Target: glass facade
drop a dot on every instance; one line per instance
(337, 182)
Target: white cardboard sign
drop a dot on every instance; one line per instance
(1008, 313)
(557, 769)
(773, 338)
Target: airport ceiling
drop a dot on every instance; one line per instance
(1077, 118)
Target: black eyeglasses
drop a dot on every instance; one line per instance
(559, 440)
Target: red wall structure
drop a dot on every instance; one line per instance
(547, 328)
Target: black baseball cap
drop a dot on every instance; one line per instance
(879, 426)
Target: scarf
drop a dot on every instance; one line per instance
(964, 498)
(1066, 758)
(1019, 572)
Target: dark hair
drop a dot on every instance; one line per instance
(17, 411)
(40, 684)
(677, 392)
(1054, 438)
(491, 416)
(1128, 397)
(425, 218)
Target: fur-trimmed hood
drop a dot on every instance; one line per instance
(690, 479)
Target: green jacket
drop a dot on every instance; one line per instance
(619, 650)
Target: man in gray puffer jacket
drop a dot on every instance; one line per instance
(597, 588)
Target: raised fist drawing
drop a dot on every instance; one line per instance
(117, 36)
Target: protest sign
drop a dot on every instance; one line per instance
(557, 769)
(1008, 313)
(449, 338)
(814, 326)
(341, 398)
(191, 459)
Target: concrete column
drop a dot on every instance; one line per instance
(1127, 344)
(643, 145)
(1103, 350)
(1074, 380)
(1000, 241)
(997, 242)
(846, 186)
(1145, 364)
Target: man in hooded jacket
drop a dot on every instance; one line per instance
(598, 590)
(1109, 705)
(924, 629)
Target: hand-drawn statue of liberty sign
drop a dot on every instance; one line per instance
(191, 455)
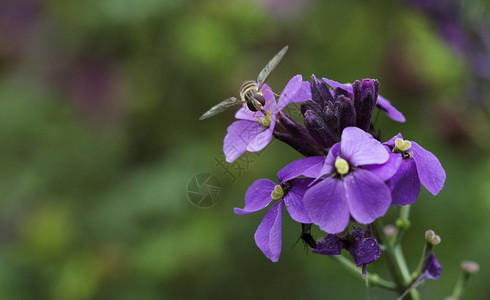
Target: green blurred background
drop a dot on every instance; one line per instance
(100, 136)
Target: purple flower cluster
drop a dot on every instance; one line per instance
(347, 175)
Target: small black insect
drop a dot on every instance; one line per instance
(306, 237)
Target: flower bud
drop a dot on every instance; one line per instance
(320, 93)
(470, 267)
(432, 238)
(277, 193)
(429, 235)
(389, 230)
(345, 112)
(365, 96)
(342, 166)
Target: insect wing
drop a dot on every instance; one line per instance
(270, 66)
(220, 107)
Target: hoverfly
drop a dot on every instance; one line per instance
(306, 237)
(250, 91)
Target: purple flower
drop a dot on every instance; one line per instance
(349, 189)
(363, 248)
(382, 102)
(253, 131)
(290, 193)
(432, 270)
(413, 165)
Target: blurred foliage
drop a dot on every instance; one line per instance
(99, 106)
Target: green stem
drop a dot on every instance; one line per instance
(373, 279)
(396, 261)
(403, 223)
(425, 255)
(459, 287)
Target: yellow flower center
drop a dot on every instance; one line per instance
(402, 145)
(277, 193)
(265, 120)
(342, 166)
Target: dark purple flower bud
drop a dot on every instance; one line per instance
(310, 105)
(341, 92)
(320, 92)
(318, 129)
(470, 267)
(365, 95)
(345, 112)
(363, 248)
(332, 122)
(296, 136)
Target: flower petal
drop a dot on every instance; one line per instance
(391, 142)
(309, 167)
(330, 245)
(262, 136)
(268, 235)
(432, 268)
(430, 170)
(405, 184)
(363, 249)
(257, 197)
(327, 206)
(245, 114)
(294, 200)
(291, 92)
(239, 135)
(389, 168)
(390, 110)
(360, 148)
(367, 196)
(329, 164)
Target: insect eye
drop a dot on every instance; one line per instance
(260, 98)
(251, 106)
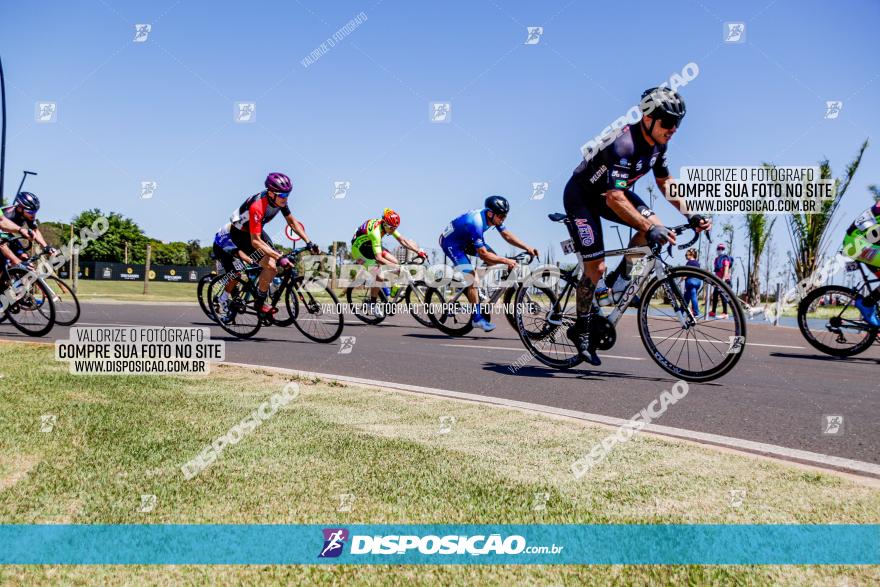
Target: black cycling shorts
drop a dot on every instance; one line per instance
(224, 257)
(242, 240)
(585, 211)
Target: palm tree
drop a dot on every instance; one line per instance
(758, 232)
(809, 232)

■ **WORK TO BE COMPLETED**: Images stay out, but the rest of the data above must be repeated exactly.

■ **YOUR RESPONSE**:
Target: glass facade
drop a dot on every instance; one line per instance
(337, 182)
Target: white cardboard sign
drop a dot on every instance; one line per instance
(1008, 313)
(557, 769)
(773, 338)
Target: airport ceiling
drop a dot on every instance; one line per instance
(1077, 118)
Target: black eyeglasses
drop a dot on every instance; one line per instance
(559, 440)
Target: red wall structure
drop a dot on every instance; one line per instance
(547, 328)
Target: black baseball cap
drop a dot on every instance; one line per instance
(879, 426)
Target: scarf
drop a dot on every instance; one line per instance
(964, 498)
(1066, 758)
(1019, 572)
Target: dark hair
drop a dot on every instance; one line per instance
(17, 411)
(40, 684)
(677, 392)
(1054, 438)
(491, 416)
(1128, 397)
(425, 218)
Target: fur-trimmed hood
drop a dot on every instance; one line per instance
(690, 479)
Target: green jacket
drop a dot on every instance; one line per instance
(619, 650)
Target: man in gray puffer jacket
drop a dot on every instance; one line per instance
(597, 588)
Target: raised fist drawing
drop a dot on every instance; one line per instance
(117, 36)
Target: protest sign
drop a dot on every instance; one line per instance
(557, 769)
(1008, 313)
(449, 338)
(814, 326)
(341, 398)
(191, 459)
Target: concrete column
drop a dot on every instance; one line per instance
(1127, 344)
(643, 145)
(1103, 350)
(1074, 380)
(1000, 241)
(997, 242)
(846, 186)
(1145, 364)
Target: man in hooded jacket
drop a dot on every instance; one line per instance
(598, 590)
(1109, 705)
(924, 629)
Target: hand-drawn statue of liberty sign
drop a dot on every instance; one line per instance
(191, 455)
Target: green blurred background
drop a dot on every instance; one line per instance
(100, 136)
Target: purple flower cluster
drop a dot on every instance; one line per instance
(347, 175)
Target: small black insect
drop a dot on every instance; one line per instance
(306, 237)
Target: flower bud
drop a dot on every instance; one line per instance
(320, 93)
(470, 267)
(432, 238)
(277, 193)
(429, 235)
(389, 230)
(345, 112)
(365, 96)
(342, 166)
Target: insect wing
drop a dot on every instance; one line per instance
(270, 66)
(220, 107)
Target: hoverfly
drop a dot on every instance; one line per instance
(306, 237)
(250, 91)
Target: purple flower
drop a dot on every instance; one line per instance
(349, 189)
(363, 248)
(382, 102)
(253, 131)
(290, 193)
(432, 270)
(413, 165)
Target: blurred foliage
drop a dot on every instance; one line per instance
(99, 106)
Target: green stem
drop a dot on every instance; one line per instance
(373, 279)
(396, 261)
(403, 223)
(425, 255)
(459, 287)
Target: yellow flower center
drop a dot on every instance; one line per instance
(402, 145)
(277, 193)
(265, 120)
(342, 166)
Target: dark purple flower bud
drop a dot on every instance; one line per instance
(310, 105)
(341, 92)
(320, 92)
(318, 129)
(470, 267)
(365, 95)
(345, 112)
(363, 248)
(332, 122)
(296, 136)
Target: flower petal
drop a dot on every instance; one line per instance
(391, 142)
(309, 167)
(330, 245)
(262, 136)
(268, 235)
(432, 268)
(430, 170)
(405, 184)
(363, 249)
(257, 197)
(327, 206)
(245, 114)
(294, 200)
(291, 92)
(239, 135)
(389, 168)
(390, 110)
(360, 148)
(367, 196)
(329, 164)
Target: insect eye
drop a dot on every instance; one line per instance
(260, 98)
(251, 106)
Target: black cycling shorts
drop a dot on every instance; one line per instance
(224, 257)
(242, 240)
(585, 211)
Target: palm tree
drop a dot on every instance; one line per instance
(758, 232)
(809, 232)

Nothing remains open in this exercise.